__Text provided__
((

Regular columnist Towry Piper bewails the notorious practice among dealers of switching labels in instruments to make them more attractive to buyers

It seems pretty certain that the practice of removing authentic labels from second or third-rate Italian fiddles, and substituting more marketable ones, first began to assume serious proportions in the earlier half of the last century. Whether or not Tarisio was responsible to such an extent as has been hinted for malpraxis of this kind it is impossible to say at this distance of time, in the absence of direct evidence. He certainly had unique opportunities, if minded to avail himself of them; for it is well-known that he used to take his fiddles to pieces when on his business travels in order to escape the customs duties which would have been levied upon instruments in a complete state.

But there were at that period several men of better education than the humble Italian, both on the continent and in our tight little island, who were by no means above attaching false birth certificates to their wares, though it would serve no useful purpose to name them.

In comparatively recent years there is one man whose name has been freely mentioned as a frequent manipulator of labels. I refer to Gioffredo Benedetto Rinaldi who wrote the pamphlet on Pressenda, and brought a number of modern Italian fiddles of the Pressenda and Rocca class into this country. He was, in a sense, Tarisio’s successor, and for many years was a frequent and familiar visitor amongst our London dealers.

))

[Dataset rows]
((

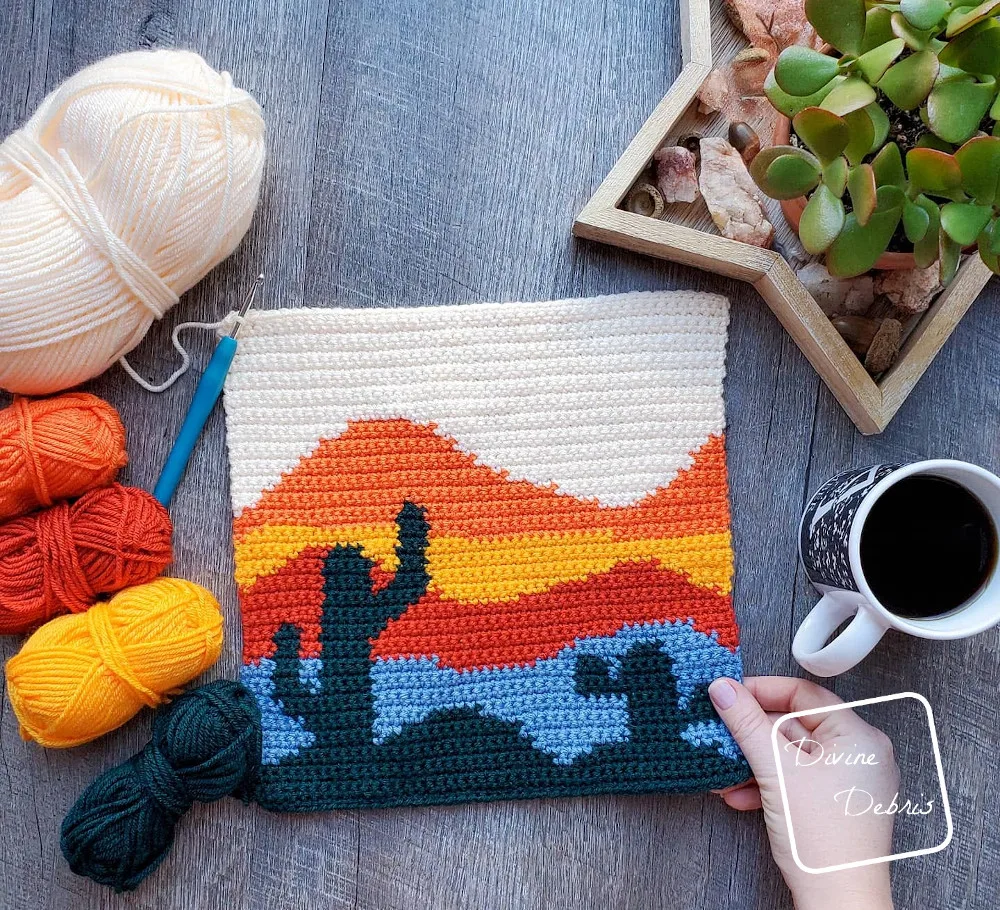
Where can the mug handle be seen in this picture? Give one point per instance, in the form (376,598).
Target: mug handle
(809,647)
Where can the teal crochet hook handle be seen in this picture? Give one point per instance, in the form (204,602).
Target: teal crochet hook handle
(205,397)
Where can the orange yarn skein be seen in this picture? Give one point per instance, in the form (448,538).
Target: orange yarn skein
(79,677)
(57,448)
(61,559)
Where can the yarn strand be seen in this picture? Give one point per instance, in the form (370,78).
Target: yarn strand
(206,745)
(132,180)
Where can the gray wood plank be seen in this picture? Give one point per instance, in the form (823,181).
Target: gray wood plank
(436,153)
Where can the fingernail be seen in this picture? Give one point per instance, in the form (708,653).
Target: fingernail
(722,693)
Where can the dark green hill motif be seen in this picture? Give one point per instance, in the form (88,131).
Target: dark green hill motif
(457,754)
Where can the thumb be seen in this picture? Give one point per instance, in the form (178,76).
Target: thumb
(746,720)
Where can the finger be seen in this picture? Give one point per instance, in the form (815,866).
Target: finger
(746,799)
(785,695)
(791,729)
(734,787)
(747,722)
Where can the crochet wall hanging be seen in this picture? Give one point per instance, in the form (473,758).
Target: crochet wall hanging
(482,552)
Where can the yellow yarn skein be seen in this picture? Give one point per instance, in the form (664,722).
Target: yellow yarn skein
(83,675)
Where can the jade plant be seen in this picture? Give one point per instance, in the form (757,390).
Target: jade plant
(929,67)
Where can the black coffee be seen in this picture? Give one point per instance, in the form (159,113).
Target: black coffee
(928,545)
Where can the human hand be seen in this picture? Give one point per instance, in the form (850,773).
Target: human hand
(819,793)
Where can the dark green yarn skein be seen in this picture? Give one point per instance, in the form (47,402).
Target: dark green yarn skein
(206,745)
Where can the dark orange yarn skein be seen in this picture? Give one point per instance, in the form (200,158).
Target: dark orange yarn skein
(63,558)
(57,448)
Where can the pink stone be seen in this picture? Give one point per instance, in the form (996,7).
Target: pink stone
(731,194)
(714,93)
(773,25)
(676,174)
(837,296)
(910,291)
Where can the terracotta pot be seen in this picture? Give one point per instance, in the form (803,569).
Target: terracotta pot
(793,209)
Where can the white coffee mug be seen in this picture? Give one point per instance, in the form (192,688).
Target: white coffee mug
(830,549)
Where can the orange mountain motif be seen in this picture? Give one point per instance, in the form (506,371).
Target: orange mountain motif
(350,489)
(517,571)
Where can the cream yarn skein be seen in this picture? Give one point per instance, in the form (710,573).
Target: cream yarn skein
(132,180)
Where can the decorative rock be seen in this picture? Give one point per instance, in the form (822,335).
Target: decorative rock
(676,174)
(910,291)
(743,138)
(875,341)
(731,194)
(750,69)
(645,199)
(838,296)
(885,346)
(773,25)
(714,93)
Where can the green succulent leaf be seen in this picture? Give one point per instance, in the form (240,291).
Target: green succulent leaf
(801,71)
(888,167)
(878,29)
(858,247)
(979,161)
(835,176)
(975,51)
(796,174)
(793,175)
(916,221)
(915,39)
(924,14)
(992,236)
(822,220)
(851,95)
(861,185)
(962,19)
(934,172)
(908,83)
(789,105)
(880,122)
(986,250)
(950,254)
(965,221)
(862,134)
(841,24)
(825,133)
(955,109)
(929,141)
(926,251)
(874,64)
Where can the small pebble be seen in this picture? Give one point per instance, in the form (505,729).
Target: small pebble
(676,174)
(645,199)
(910,291)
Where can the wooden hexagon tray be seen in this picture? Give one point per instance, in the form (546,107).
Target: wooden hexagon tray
(689,239)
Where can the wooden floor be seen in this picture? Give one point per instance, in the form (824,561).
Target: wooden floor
(437,151)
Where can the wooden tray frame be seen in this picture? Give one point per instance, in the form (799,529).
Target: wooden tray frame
(869,404)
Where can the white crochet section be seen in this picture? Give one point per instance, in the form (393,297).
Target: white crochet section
(605,398)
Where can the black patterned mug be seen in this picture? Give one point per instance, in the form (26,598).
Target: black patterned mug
(831,548)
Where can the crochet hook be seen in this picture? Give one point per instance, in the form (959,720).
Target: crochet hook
(205,396)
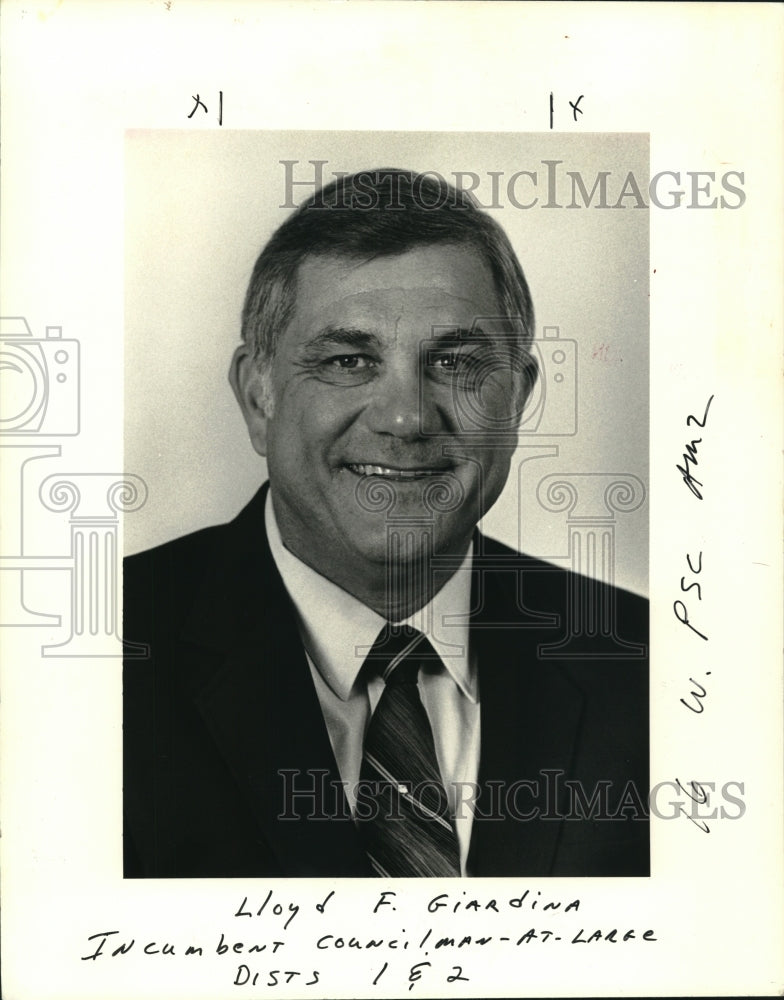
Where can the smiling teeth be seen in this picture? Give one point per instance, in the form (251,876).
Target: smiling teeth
(383,470)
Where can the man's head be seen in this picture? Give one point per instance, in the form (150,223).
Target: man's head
(385,351)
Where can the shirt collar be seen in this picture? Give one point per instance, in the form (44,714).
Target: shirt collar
(338,630)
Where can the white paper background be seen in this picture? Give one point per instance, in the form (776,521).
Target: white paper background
(705,81)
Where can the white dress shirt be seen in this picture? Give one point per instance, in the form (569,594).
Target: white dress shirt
(337,632)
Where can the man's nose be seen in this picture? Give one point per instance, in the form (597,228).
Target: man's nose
(400,404)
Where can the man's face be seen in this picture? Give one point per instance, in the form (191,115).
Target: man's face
(373,382)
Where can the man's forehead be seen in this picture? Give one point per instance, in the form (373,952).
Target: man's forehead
(431,277)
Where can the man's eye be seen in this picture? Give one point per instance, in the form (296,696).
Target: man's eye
(450,360)
(349,362)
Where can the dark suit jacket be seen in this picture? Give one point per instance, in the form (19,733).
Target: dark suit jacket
(224,703)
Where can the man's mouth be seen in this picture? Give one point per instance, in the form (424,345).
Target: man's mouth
(390,472)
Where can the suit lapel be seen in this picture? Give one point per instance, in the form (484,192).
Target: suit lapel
(261,708)
(530,715)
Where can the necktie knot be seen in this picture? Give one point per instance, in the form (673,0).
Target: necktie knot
(398,653)
(408,831)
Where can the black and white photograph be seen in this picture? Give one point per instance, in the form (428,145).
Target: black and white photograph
(393,379)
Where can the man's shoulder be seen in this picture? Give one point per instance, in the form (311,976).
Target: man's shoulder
(180,551)
(494,557)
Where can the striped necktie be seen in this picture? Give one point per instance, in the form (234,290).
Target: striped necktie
(403,812)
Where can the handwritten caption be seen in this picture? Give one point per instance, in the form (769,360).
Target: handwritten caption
(277,938)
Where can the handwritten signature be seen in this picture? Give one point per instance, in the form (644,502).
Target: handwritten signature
(690,455)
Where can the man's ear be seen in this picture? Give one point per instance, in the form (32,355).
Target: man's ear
(251,389)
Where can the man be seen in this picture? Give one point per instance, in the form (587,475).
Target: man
(349,679)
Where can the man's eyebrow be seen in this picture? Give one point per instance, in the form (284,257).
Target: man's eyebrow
(341,336)
(458,334)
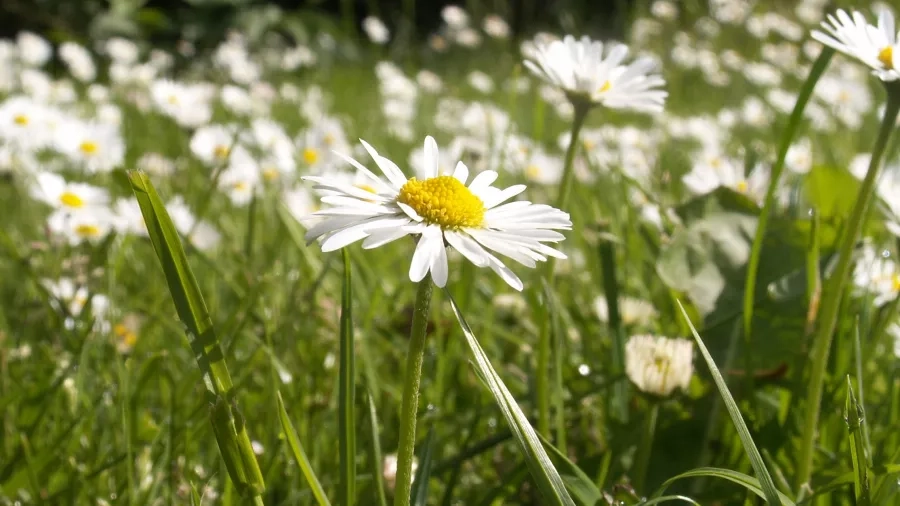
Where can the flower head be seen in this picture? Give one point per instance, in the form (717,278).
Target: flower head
(659,365)
(593,72)
(876,46)
(441,209)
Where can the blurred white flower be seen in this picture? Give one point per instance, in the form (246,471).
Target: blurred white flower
(658,365)
(481,81)
(200,234)
(632,311)
(455,17)
(376,30)
(55,191)
(799,157)
(495,26)
(594,73)
(877,275)
(33,50)
(875,46)
(121,50)
(86,225)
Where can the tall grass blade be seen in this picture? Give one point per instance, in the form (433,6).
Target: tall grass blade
(228,423)
(748,482)
(579,484)
(346,397)
(376,455)
(547,479)
(853,416)
(299,455)
(770,493)
(787,138)
(423,473)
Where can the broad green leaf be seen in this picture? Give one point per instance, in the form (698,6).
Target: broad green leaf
(419,494)
(787,138)
(546,477)
(299,455)
(770,493)
(346,387)
(748,482)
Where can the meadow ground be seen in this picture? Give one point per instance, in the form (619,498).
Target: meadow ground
(741,193)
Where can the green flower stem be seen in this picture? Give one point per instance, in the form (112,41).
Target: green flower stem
(542,377)
(645,447)
(410,405)
(831,300)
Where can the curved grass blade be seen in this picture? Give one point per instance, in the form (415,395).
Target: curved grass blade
(748,482)
(545,475)
(227,421)
(668,498)
(346,389)
(419,494)
(796,117)
(853,416)
(579,484)
(376,456)
(770,493)
(299,455)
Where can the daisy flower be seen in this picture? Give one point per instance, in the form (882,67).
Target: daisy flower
(658,365)
(876,46)
(439,210)
(593,72)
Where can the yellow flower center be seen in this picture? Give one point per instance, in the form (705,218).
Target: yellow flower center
(886,57)
(88,147)
(87,231)
(443,201)
(310,156)
(69,199)
(125,334)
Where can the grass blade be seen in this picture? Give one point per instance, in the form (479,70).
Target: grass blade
(423,473)
(542,470)
(770,493)
(579,484)
(299,455)
(787,138)
(748,482)
(228,423)
(346,386)
(853,415)
(376,455)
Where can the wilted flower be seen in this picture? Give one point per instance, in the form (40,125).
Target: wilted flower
(875,46)
(592,72)
(658,365)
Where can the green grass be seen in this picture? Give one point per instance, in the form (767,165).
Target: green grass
(319,387)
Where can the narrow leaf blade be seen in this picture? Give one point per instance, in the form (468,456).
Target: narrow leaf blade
(545,475)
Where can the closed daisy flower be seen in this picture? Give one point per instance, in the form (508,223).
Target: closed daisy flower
(876,46)
(441,210)
(592,72)
(658,365)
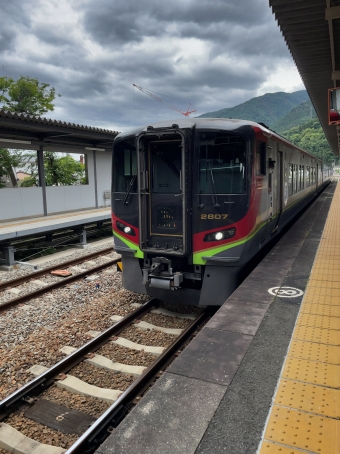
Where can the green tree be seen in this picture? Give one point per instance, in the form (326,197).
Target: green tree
(63,171)
(8,160)
(59,171)
(310,137)
(26,95)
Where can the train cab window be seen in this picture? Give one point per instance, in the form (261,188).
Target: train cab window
(124,167)
(166,167)
(222,163)
(260,158)
(290,180)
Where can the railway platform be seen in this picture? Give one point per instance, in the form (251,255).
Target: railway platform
(263,376)
(14,230)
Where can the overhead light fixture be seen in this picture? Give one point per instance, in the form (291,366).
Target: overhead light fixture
(94,149)
(15,141)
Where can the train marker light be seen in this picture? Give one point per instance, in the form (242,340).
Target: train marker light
(220,235)
(125,228)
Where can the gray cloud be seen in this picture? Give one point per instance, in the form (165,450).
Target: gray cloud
(211,53)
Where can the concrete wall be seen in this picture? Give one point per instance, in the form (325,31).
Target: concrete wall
(16,203)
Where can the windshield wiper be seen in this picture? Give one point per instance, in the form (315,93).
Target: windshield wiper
(133,179)
(213,189)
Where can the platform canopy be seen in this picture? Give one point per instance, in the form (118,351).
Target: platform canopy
(311,29)
(31,133)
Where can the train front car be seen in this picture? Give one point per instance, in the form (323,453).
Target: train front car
(183,208)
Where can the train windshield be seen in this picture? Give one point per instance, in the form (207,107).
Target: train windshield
(222,163)
(125,167)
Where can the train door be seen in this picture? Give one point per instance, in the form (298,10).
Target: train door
(279,187)
(162,195)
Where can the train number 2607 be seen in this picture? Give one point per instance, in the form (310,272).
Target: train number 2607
(214,216)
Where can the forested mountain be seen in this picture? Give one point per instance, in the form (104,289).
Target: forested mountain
(297,116)
(267,109)
(290,114)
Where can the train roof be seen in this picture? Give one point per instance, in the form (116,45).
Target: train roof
(198,123)
(226,124)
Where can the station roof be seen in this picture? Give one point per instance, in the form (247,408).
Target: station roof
(30,132)
(311,29)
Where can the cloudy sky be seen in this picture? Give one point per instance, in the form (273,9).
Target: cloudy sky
(210,53)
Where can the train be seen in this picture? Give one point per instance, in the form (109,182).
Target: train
(194,200)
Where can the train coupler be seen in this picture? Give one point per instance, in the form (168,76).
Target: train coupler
(159,274)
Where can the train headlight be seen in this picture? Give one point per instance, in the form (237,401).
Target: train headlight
(220,235)
(125,228)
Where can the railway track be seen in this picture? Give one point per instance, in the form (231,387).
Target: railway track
(27,400)
(61,281)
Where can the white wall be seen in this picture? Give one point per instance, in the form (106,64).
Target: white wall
(69,198)
(20,202)
(16,203)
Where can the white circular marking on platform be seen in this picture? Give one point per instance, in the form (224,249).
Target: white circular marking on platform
(286,292)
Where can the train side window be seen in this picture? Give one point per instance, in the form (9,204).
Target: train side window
(260,158)
(301,172)
(295,179)
(290,180)
(307,177)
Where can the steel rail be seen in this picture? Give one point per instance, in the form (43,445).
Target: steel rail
(40,383)
(55,285)
(100,429)
(28,277)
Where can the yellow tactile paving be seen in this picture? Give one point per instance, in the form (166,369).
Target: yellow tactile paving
(301,430)
(271,448)
(321,309)
(311,334)
(305,416)
(315,352)
(318,321)
(310,398)
(312,372)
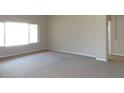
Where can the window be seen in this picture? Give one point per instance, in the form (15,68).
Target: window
(1,34)
(33,33)
(15,34)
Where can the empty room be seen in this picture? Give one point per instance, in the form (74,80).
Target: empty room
(61,46)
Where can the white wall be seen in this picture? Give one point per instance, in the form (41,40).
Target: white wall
(101,38)
(118,35)
(73,34)
(84,35)
(41,20)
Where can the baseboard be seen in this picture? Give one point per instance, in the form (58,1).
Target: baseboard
(73,53)
(117,54)
(100,59)
(15,54)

))

__Directives__
[1] According to the column on label switching, why did Tarisio have unique opportunities to swap labels in fiddles?
[2] Reproduce the passage of the column on label switching that begins with the words containing "But there were" and ends with "our London dealers.".

__Answers to each task__
[1] Tarisio took his fiddles apart while on his business travels so he would not have to pay the customs duties charged on complete instruments. Because of this, he had unique opportunities to remove and replace labels if he wanted to.

[2]
But there were at that period several men of better education than the humble Italian, both on the continent and in our tight little island, who were by no means above attaching false birth certificates to their wares, though it would serve no useful purpose to name them.

In comparatively recent years there is one man whose name has been freely mentioned as a frequent manipulator of labels. I refer to Gioffredo Benedetto Rinaldi who wrote the pamphlet on Pressenda, and brought a number of modern Italian fiddles of the Pressenda and Rocca class into this country. He was, in a sense, Tarisio’s successor, and for many years was a frequent and familiar visitor amongst our London dealers.